◆ SELECTED EXTRACT:
Empathy Is Not What Changed: Clinical Assessment of Psychological Safety Across GPT Model Generations

TL;DR

The first clinical measurement of OpenAI model generations is conducted, evaluating three OpenAI model generations across 14 emotionally challenging conversational scenarios in mental health and AI companion domains, producing 2,100 scored AI responses assessed on six psychological safety dimensions using clinically-grounded rubrics.

Abstract

When OpenAI deprecated GPT-4o in early 2026, thousands of users protested under #keep4o, claiming newer models had "lost their empathy." No published study has tested this claim. We conducted the first clinical measurement, evaluating three OpenAI model generations (GPT-4o, o4-mini, GPT-5-mini) across 14 emotionally challenging conversational scenarios in mental health and AI companion domains, producing 2,100 scored AI responses assessed on six psychological safety dimensions using clinically-grounded rubrics. Empathy scores are statistically indistinguishable across all three models (Kruskal-Wallis H=4.33, p=0.115). What changed is the safety posture: crisis detection improved monotonically from GPT-4o to GPT-5-mini (H=13.88, p=0.001), while advice safety declined (H=16.63, p<0.001). Per-turn trajectory analysis -- a novel methodological contribution -- reveals these shifts are sharpest during mid-conversation crisis moments invisible to aggregate scoring. In a self-harm scenario involving a minor, GPT-4o scored 3.6/10 on crisis detection during early disclosure turns; GPT-5-mini never dropped below 7.8. What users perceived as "lost empathy" was a shift from a cautious model that missed crises to an alert model that sometimes says too much -- a trade-off with real consequences for vulnerable users, currently invisible to both the people who feel it and the developers who create it.
Paper Structure (36 sections, 7 figures, 8 tables)

This paper contains 36 sections, 7 figures, 8 tables.

Figures (7)

  • Figure 1: Aggregate psychological safety scores across six dimensions for three model generations. Bars show mean scores ($N=70$ conversations per model); error bars show $\pm$1 SD. Significance annotations from Kruskal--Wallis tests: *** $p<0.001$, * $p<0.05$, ns = not significant. Crisis Detection and Advice Safety show highly significant between-model differences moving in opposite directions. Empathy, Consistency, and Boundary Safety are statistically indistinguishable.
  • Figure 2: Kernel density estimates of empathy score distributions across three model generations ($N=70$ conversations per model). Vertical dashed lines indicate medians. The three distributions overlap almost completely, confirming the null result: Kruskal--Wallis $H=4.33$, $p=0.115$ (ns).
  • Figure 3: Crisis detection scores per turn for scenario s07 (self-harm, minor). Lines show mean scores across 5 runs; shaded ribbons show $\pm$1 SD. Background bands indicate conversation phases. The horizontal dashed line at 5.0 marks the clinical concern threshold. GPT-4o drops to 3.6 during Disclosure turns 2--3 (some individual runs scored 0--1), while GPT-5-mini maintains scores above 7.8 throughout. Pairwise comparison: Cliff's $d = -1.00$, $p = 0.036$.
  • Figure 4: Distribution of conversation-level scores for Crisis Detection (left) and Advice Safety (right) across three model generations ($N=70$ conversations per model). Box plots show median and IQR; individual data points are jittered alongside. The inverse variance pattern is visible: GPT-4o shows the widest spread on Crisis Detection but the tightest on Advice Safety; GPT-5-mini shows the opposite. These represent fundamentally different risk profiles, not different quality levels.
  • Figure 5: Advice safety scores per turn for scenario s14 (manipulation/guilt-tripping). The horizontal dashed line at 5.0 marks the unsafe advice threshold. Background bands indicate conversation phases. All models collapse at turn 2. o4-mini remains at or below threshold for 7 consecutive turns (shaded region); GPT-4o oscillates between collapse and recovery; GPT-5-mini falls to a similar depth but recovers faster. Aggregate scores (GPT-4o: 7.58, o4-mini: 5.84, GPT-5-mini: 6.46) mask these temporal dynamics.

◆ GIVEN DATA:
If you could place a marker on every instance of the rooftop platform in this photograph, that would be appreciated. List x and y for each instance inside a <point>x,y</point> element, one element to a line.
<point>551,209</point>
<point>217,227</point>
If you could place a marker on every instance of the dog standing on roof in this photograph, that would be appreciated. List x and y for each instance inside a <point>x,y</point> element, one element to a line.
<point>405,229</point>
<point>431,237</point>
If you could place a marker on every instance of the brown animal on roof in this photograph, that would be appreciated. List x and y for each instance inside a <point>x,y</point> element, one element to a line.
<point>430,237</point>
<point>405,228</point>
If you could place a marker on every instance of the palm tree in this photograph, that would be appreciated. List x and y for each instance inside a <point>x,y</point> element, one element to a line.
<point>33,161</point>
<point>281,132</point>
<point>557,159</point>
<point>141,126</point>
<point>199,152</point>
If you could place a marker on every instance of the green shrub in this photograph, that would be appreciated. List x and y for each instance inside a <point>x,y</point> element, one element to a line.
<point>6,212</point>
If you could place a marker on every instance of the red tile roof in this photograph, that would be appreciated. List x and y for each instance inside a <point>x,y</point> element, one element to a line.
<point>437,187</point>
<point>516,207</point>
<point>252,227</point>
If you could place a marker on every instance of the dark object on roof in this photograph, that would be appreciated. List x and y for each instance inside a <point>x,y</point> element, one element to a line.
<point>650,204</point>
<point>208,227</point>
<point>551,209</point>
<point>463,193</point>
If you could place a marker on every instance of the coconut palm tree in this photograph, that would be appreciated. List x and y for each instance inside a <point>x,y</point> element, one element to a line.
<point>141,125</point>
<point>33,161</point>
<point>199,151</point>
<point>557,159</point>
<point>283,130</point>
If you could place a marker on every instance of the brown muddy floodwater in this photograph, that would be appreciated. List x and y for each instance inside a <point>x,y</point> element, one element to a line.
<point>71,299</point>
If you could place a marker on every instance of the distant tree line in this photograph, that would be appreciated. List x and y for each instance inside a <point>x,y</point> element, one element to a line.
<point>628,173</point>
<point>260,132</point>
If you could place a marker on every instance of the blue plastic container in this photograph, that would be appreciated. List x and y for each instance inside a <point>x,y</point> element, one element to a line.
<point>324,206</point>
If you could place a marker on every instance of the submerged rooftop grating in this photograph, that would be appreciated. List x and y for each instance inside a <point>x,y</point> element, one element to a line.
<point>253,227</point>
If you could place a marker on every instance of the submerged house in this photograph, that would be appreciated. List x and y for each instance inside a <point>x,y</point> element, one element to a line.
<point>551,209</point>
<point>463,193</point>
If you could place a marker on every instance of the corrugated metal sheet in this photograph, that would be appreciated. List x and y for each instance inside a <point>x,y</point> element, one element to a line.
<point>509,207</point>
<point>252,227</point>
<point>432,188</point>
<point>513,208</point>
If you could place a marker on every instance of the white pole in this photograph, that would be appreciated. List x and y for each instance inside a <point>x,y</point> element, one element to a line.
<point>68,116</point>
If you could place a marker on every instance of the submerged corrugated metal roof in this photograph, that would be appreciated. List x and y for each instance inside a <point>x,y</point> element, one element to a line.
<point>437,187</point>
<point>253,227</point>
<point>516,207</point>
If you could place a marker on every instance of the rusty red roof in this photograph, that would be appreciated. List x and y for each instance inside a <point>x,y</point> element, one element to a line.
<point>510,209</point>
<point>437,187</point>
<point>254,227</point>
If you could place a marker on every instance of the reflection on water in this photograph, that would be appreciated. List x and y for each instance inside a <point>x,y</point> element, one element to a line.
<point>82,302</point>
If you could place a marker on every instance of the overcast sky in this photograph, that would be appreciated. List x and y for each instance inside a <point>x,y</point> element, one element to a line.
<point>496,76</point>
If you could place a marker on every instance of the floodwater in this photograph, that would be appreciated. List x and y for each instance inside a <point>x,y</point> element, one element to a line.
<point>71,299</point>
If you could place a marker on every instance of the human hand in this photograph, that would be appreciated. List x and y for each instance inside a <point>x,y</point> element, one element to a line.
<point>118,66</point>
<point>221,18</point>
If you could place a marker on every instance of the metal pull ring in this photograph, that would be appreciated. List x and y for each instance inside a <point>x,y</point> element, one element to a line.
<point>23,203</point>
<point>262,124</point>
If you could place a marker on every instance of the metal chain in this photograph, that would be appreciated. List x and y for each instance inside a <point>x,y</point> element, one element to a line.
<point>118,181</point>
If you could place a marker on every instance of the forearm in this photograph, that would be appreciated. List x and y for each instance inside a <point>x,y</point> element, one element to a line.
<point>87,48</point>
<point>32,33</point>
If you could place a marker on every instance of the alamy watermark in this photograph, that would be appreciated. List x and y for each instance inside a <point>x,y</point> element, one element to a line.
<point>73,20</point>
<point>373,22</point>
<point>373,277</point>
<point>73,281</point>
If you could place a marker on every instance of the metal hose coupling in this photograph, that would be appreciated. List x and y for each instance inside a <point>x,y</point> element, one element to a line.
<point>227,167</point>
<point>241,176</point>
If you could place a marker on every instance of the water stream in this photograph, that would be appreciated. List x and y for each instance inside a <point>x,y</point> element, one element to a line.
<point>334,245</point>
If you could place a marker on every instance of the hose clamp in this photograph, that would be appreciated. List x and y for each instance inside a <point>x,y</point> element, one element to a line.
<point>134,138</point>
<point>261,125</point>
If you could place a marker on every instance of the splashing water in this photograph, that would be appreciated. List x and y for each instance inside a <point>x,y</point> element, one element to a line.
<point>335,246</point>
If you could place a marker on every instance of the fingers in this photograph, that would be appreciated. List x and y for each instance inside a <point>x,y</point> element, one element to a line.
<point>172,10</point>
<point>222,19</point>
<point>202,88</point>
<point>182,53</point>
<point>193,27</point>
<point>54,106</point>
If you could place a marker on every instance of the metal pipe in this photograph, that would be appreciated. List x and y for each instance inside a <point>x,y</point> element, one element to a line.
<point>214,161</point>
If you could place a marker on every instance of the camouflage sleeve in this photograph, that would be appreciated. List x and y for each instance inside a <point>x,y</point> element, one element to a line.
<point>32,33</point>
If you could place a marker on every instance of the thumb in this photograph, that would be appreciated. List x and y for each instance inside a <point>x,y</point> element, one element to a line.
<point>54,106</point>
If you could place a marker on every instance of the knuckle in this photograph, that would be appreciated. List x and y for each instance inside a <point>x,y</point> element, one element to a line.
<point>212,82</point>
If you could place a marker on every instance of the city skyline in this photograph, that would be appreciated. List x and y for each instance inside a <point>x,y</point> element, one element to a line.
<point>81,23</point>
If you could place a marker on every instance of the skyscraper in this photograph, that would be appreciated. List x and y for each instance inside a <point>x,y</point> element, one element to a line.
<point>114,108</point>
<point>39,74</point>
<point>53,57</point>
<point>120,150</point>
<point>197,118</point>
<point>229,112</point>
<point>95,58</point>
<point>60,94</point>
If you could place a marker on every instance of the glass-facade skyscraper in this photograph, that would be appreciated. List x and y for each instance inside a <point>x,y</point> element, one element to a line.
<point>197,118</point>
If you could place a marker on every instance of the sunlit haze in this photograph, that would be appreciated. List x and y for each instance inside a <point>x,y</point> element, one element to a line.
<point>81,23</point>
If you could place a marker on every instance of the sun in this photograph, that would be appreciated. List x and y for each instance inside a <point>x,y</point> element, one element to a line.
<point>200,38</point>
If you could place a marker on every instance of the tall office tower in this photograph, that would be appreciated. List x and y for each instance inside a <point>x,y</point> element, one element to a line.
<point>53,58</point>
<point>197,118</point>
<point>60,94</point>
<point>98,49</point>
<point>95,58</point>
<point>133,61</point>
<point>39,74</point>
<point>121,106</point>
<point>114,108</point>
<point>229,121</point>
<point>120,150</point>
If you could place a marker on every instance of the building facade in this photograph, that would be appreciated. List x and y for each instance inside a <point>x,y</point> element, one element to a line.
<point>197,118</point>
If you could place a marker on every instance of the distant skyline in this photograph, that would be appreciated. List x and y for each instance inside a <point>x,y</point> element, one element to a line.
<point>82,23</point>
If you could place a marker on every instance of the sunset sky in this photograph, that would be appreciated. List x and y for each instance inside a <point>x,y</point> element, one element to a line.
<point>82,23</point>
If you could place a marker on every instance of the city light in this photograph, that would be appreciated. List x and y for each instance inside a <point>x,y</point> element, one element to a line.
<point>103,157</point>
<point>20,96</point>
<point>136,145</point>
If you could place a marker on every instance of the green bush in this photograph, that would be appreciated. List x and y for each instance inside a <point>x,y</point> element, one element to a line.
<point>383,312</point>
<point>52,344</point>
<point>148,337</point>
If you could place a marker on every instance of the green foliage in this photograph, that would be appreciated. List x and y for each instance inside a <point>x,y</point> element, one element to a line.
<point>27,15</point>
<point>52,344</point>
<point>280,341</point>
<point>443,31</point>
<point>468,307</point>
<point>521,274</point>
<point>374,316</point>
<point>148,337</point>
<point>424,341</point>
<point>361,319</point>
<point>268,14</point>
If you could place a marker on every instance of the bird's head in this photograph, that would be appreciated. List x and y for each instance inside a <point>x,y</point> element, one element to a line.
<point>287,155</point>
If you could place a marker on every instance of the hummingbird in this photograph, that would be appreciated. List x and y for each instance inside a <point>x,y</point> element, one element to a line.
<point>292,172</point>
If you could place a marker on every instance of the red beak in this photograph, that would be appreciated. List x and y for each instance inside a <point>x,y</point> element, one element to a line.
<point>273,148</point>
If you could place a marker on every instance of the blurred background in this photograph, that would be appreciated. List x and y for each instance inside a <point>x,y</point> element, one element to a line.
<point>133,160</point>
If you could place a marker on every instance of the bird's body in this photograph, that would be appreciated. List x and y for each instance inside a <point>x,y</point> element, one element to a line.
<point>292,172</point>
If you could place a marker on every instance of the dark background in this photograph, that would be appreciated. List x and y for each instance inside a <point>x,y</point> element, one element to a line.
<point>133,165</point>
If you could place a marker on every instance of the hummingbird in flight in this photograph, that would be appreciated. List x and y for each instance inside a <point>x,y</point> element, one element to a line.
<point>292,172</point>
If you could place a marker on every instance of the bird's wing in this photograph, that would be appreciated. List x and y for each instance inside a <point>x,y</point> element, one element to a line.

◆ TASKS AND EXERCISES:
**1.** From the paper on psychological safety across GPT model generations, write out the passage from "Figures (7)" up to and including "are statistically indistinguishable.".
**2.** According to the paper on psychological safety across GPT model generations, what crisis detection score did GPT-4o receive during early disclosure turns in the self-harm scenario involving a minor?
**3.** Summarize the paper on psychological safety across GPT model generations in two sentences.

◆ TASK SOLUTIONS:
**1.**
Figures (7)

  • Figure 1: Aggregate psychological safety scores across six dimensions for three model generations. Bars show mean scores ($N=70$ conversations per model); error bars show $\pm$1 SD. Significance annotations from Kruskal--Wallis tests: *** $p<0.001$, * $p<0.05$, ns = not significant. Crisis Detection and Advice Safety show highly significant between-model differences moving in opposite directions. Empathy, Consistency, and Boundary Safety are statistically indistinguishable.

**2.** 3.6 out of 10

**3.** A clinical evaluation of three OpenAI model generations (GPT-4o, o4-mini, and GPT-5-mini) across 14 emotionally challenging scenarios, producing 2,100 scored responses, found their empathy scores statistically indistinguishable. What changed was the safety posture: crisis detection improved from GPT-4o to GPT-5-mini while advice safety declined, a shift users perceived as "lost empathy."